▶ [ЗАДАНИЕ]:
Продолжите приведённое ниже рассуждение о вежливых формах угнетения, начав сразу после его последнего предложения.

Что это за иллюзия, которая не позволяет нашему взгляду разглядеть разложение ценностей, развал мира, фальшь, разъединённость? Может это моя вера в собственное счастье? Вряд ли! Подобная вера не может выстоять ни анализа, ни приступов боли. Скорее это вера в счастье других, неиссякаемый источник зависти и ревности, который негативным путём даёт нам чувство того, что мы существуем. Я завидую, значит я есть. Определять себя по отношению к другим, означает определять другого. А другой, это всегда предмет. Поэтому жизнь измеряется по шкале пережитого унижения. Чем больше кто—то выбирает своё унижение, тем больше он «живёт»; тем больше он живёт упорядоченной жизнью вещей. В этом хитрость овеществления, благодаря которой она просачивается, словно кислота в варенье.
Предусмотрительная вежливость этих методов угнетения определённым образом объясняет эту извращённость, которая не позволяет мне выкрикнуть как в сказке братьев Гримм: «а король—то голый!», каждый раз когда суверенитет моей повседневной жизни обнажает свою нищету. Конечно зверства полицейских всё ещё сильны, и ещё как. Везде, где это проявляется, добрые души леваков, весьма правильно обличают их. И затем? Призывают ли они массы вооружаться? Призывают ли они к законной мести? Призывают ли они к охоте на мусоров, подобно той, что украсила деревья Будапешта самыми отменными плодами AVO? Нет, они устраивают мирные демонстрации; их профсоюзная полиция третирует как провокаторов всех тех, кто отказывается подчиняться их призывам к порядку. Там есть новая полиция. Психосоциологи будут править без ударов дубинками, без наглядности моргов. Угнетающее насилие находится на грани своего преобразования в разумно рапределённые уколы игл. Те же, кто обличал полицейское насилие с высоты своих великих чувств призывают нас к обществу, основанному на вежливом насилии.

▶ [ПРЕДСТАВЛЕННЫЕ ДАННЫЕ]:
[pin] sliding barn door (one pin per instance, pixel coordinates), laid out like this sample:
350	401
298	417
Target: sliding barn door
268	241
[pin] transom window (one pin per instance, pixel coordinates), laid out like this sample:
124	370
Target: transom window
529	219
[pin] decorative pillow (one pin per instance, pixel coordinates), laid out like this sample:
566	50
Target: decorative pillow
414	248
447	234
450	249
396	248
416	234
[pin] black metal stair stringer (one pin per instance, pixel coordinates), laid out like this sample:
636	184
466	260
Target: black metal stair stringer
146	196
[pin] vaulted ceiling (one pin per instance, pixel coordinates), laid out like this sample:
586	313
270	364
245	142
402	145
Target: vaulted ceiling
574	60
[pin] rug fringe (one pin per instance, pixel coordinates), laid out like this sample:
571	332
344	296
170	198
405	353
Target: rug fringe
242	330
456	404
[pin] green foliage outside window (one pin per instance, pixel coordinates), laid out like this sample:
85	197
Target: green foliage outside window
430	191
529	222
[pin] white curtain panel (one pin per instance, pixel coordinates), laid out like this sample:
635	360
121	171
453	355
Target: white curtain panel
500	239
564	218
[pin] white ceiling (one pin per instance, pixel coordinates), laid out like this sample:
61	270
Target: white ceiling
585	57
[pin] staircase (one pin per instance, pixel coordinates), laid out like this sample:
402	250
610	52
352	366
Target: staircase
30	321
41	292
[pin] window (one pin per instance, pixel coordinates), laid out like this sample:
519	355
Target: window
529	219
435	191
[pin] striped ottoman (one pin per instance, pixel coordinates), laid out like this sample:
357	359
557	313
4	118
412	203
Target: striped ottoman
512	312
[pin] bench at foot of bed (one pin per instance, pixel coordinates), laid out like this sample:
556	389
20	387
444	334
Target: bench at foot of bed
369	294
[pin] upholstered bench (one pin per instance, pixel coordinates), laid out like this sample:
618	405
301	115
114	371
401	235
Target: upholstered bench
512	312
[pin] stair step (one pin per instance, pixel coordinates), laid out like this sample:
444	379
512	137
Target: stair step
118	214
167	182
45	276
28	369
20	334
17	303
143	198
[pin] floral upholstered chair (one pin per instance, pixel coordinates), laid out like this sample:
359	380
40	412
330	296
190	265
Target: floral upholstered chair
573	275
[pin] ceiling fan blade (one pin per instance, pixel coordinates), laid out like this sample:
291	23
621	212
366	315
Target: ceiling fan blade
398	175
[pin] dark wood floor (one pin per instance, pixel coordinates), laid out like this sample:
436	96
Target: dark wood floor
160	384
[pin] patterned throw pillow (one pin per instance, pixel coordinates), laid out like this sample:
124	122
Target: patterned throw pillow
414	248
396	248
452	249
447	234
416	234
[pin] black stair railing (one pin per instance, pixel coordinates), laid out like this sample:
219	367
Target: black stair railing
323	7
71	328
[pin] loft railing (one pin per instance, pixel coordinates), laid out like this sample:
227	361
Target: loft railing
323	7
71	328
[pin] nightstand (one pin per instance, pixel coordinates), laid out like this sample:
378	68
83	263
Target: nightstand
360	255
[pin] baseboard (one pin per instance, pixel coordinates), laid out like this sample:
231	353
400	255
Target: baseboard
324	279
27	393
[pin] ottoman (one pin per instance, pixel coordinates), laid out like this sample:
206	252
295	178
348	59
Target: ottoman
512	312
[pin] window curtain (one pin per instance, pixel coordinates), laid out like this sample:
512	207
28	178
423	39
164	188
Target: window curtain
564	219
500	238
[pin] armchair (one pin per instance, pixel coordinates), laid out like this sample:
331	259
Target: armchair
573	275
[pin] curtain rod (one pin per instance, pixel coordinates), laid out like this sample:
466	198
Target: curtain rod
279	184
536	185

▶ [ОТВЕТ НА ЗАДАНИЕ]:
Гуманизм подслащивает машину, описанную Кафкой в «Исправительной колонии». Меньше избиений и криков! Вас расстраивает кровь? Не беспокойтесь, люди станут бескровными. Обетованная земля выживания станет сладкой смертью, и за эту безболезненную смерть борются гуманисты. Нет Гернике, нет Аушвицу, нет Хиросиме, нет Сетифу. Ура! Но эта невозможная жизнь, но эта удушающая посредственность, но это отсутствие страстей? И эта завистливая ярость, в которой негодование на то, что мы так никогда и не жили полноценно, заставляет нас изобретать счастье других? И это чувство, что ты никогда не пребываешь в своей собственной шкуре? Пусть люди здесь не вдаются в подробности, во вторичные детали. Не существует мелких неприятностей, мелких недостатков. Лёгкое прикосновение способно вызвать гангрену. Кризисы, сотрясающие мир в основе своей не отличаются от тех конфликтов, в которых мои действия и мои мысли противостоят враждебным силам, тормозящим их и отклоняющим их с их пути. (Как то, что является моей повседневной жизнью может утратить историческую ценность, если история не имеет значения, в сумме своей, кроме как благодаря её точкам соприкосновения с моим индивидуальным существованием?) В накоплении и ухудшении неприятностей, атом непереносимой для жизни реальности расщепляясь рано или поздно, высвобождает ядерную энергию, о которой никто и не подозревает под наслоениями пассивности и мрачной обречённости. То, что производит общее благо всегда ужасно.